--- Objective ---
Transcribe the listing below word for word.

--- Records supplied ---

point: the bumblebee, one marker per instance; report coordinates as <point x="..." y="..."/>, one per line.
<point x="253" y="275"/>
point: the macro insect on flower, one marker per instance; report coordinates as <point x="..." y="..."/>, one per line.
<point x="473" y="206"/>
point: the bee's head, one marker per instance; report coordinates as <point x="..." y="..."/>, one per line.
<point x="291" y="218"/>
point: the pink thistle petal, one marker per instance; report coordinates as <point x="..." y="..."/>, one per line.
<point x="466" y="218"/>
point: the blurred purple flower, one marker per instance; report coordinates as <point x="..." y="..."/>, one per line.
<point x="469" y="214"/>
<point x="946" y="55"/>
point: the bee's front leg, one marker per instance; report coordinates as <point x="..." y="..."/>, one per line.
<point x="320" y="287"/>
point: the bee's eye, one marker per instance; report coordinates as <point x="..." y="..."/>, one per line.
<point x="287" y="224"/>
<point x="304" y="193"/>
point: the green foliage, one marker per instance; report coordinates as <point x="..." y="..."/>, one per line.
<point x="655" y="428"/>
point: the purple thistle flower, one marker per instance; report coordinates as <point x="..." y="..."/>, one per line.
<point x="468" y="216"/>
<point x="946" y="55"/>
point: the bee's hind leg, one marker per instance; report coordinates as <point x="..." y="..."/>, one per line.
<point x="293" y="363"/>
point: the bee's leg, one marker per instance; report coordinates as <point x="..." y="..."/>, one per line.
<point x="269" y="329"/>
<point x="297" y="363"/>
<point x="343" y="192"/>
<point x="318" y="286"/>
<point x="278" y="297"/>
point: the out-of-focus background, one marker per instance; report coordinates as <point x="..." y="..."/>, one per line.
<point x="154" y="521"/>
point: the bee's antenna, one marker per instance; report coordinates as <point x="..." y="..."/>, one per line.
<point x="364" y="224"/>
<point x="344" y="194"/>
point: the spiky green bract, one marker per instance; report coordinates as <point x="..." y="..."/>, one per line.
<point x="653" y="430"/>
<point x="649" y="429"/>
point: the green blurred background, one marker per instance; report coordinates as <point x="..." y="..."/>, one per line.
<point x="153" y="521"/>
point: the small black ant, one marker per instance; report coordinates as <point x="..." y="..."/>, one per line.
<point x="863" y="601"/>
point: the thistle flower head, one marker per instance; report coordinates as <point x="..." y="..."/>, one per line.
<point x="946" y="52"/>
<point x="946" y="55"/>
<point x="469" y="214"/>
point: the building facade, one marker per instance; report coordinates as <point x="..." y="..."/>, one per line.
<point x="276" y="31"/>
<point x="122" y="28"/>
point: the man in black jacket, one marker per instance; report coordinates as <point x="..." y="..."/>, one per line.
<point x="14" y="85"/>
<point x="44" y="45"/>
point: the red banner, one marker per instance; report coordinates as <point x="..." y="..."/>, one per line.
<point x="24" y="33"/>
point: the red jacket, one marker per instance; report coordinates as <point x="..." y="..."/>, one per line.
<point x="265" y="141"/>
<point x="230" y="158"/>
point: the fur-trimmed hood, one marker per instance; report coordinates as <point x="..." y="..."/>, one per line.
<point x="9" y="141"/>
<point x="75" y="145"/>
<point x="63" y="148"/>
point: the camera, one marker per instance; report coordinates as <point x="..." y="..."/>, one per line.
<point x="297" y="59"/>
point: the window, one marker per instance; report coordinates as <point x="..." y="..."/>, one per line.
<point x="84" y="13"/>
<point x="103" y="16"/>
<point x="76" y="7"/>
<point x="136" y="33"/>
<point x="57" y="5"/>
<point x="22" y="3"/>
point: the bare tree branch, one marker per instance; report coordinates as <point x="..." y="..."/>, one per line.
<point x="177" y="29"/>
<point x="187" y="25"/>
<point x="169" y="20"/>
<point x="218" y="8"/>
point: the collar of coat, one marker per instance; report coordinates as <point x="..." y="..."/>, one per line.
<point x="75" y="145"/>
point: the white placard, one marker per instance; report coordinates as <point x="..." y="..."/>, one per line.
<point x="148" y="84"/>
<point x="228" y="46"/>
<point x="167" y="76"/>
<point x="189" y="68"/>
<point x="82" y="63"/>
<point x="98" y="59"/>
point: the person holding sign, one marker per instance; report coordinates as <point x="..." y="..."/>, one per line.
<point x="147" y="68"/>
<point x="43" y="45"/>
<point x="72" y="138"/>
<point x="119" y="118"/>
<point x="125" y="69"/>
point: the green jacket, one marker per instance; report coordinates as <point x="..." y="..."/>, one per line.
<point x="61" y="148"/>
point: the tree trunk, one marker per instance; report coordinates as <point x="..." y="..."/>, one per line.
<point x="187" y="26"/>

--- The reply ---
point: the bumblebee, one marker per instance; report coordinates as <point x="..." y="..."/>, one per line.
<point x="253" y="275"/>
point: the macro insect on flower, one marker per instance; report coordinates as <point x="..." y="..."/>, one per line.
<point x="473" y="206"/>
point: the bee's head, one marker per instance; report coordinates as <point x="..." y="..."/>, one per line.
<point x="291" y="218"/>
point: the pink thistle petal, one marker per instance; report coordinates as <point x="..." y="..."/>, one per line.
<point x="466" y="218"/>
point: the blurred purple flower, one marker per instance; report coordinates as <point x="..." y="..."/>, one per line.
<point x="469" y="214"/>
<point x="946" y="55"/>
point: the bee's front leg, one marker per instance; report coordinates as <point x="..." y="..."/>, one per line.
<point x="320" y="287"/>
point: the bee's eye, one marker per instance; report coordinates as <point x="..." y="..."/>, one per line.
<point x="287" y="224"/>
<point x="304" y="193"/>
point: the green foliage, one marker per instance; report coordinates as <point x="..." y="..."/>, one per line.
<point x="655" y="428"/>
point: the purple thistle flower, one marker per instance; report coordinates as <point x="..." y="..."/>, one per line.
<point x="468" y="216"/>
<point x="946" y="55"/>
point: the bee's hind leg, one marker per instance; report coordinates as <point x="..." y="..."/>, one per line.
<point x="293" y="363"/>
point: the bee's leg, one marker per instance; report coordinates as <point x="..." y="..."/>, one per line.
<point x="269" y="329"/>
<point x="297" y="363"/>
<point x="343" y="192"/>
<point x="318" y="286"/>
<point x="278" y="297"/>
point: the out-of-focus background, one marker per instance; report coordinates as <point x="..." y="..."/>, one per line.
<point x="154" y="521"/>
point: the bee's antenna, one marker per instance; report coordinates as <point x="..." y="..."/>, one per line.
<point x="364" y="224"/>
<point x="344" y="194"/>
point: the spiky green bract, one marker per instance; report coordinates as <point x="..." y="..."/>, one per line.
<point x="653" y="430"/>
<point x="649" y="429"/>
point: the green blurred background, one marker per instance; report coordinates as <point x="..." y="..."/>, one per line.
<point x="153" y="521"/>
point: the small black ant, one marker per instance; report coordinates as <point x="..." y="..."/>, one per line.
<point x="863" y="601"/>
point: the thistle flower head, one marker per instance; report coordinates as <point x="..." y="..."/>, one per line.
<point x="946" y="52"/>
<point x="946" y="55"/>
<point x="469" y="214"/>
point: the building facade, one marker per instance; report coordinates as <point x="..." y="..."/>, one per line.
<point x="276" y="31"/>
<point x="122" y="28"/>
point: the man in black jacket, one marker per instance; report coordinates as <point x="..." y="..."/>, one per line.
<point x="14" y="85"/>
<point x="44" y="45"/>
point: the red banner, one marker per instance; report coordinates as <point x="..." y="..."/>, one per line.
<point x="24" y="33"/>
point: the red jacket, one marker per instance; report coordinates as <point x="..." y="..."/>, one per line.
<point x="265" y="141"/>
<point x="230" y="158"/>
point: the fur-trimmed hood, one marker per instance; report coordinates as <point x="..." y="..."/>, one per line.
<point x="9" y="141"/>
<point x="75" y="145"/>
<point x="63" y="148"/>
point: the camera, one marker per instance; report coordinates as <point x="..." y="..."/>, one per line.
<point x="297" y="59"/>
point: the window, one marker per instance; report coordinates as <point x="..." y="..."/>, one per line.
<point x="84" y="13"/>
<point x="103" y="16"/>
<point x="76" y="7"/>
<point x="136" y="33"/>
<point x="57" y="5"/>
<point x="22" y="3"/>
point: the bare tree branch, one marker per instance; report coordinates as <point x="..." y="..."/>, one per line.
<point x="177" y="29"/>
<point x="187" y="25"/>
<point x="169" y="20"/>
<point x="218" y="8"/>
point: the collar of coat, one marker per instance; report coordinates as <point x="..." y="..."/>, one per line.
<point x="75" y="145"/>
point: the white placard, one marker per instance; report coordinates as <point x="..." y="..."/>, one per line.
<point x="148" y="84"/>
<point x="228" y="46"/>
<point x="167" y="76"/>
<point x="189" y="68"/>
<point x="82" y="63"/>
<point x="98" y="59"/>
point: the person holding sign, one marker per instance; report coordinates as <point x="..." y="..."/>, one per line.
<point x="147" y="68"/>
<point x="43" y="45"/>
<point x="72" y="138"/>
<point x="119" y="118"/>
<point x="125" y="69"/>
point: the green jacket, one marker per instance; report coordinates as <point x="..." y="..."/>, one per line.
<point x="61" y="148"/>
point: the tree trunk, one marker per instance; report coordinates as <point x="..." y="..."/>, one per line.
<point x="187" y="26"/>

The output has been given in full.